» **Material shown**
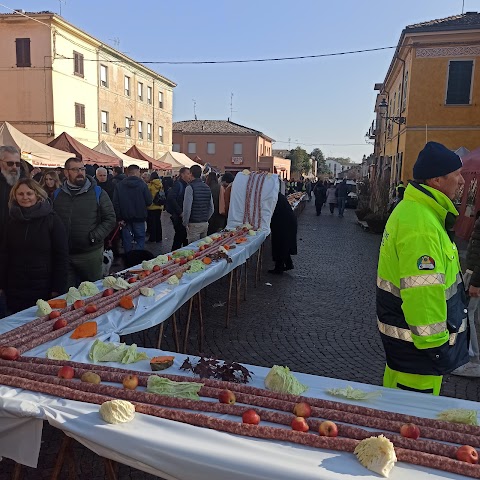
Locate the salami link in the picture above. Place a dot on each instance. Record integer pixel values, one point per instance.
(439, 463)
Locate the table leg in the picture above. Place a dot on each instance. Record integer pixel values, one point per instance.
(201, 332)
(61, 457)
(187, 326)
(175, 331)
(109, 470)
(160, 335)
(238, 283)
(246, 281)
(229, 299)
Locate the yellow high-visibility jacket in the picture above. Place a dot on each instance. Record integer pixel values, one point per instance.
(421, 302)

* * *

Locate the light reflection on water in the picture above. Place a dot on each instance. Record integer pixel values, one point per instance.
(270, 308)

* * *

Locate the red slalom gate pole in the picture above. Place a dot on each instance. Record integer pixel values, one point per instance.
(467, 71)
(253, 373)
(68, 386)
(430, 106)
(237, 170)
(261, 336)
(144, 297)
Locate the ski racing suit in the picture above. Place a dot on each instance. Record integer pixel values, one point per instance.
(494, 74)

» **Directions**
Find each line in the items above that contains the word "jacket", and copy those lines.

» **Task solution**
Locate the yellow high-visibility jacket in the picture above. Place a dot on each instance. Record integer pixel values, one point per instance.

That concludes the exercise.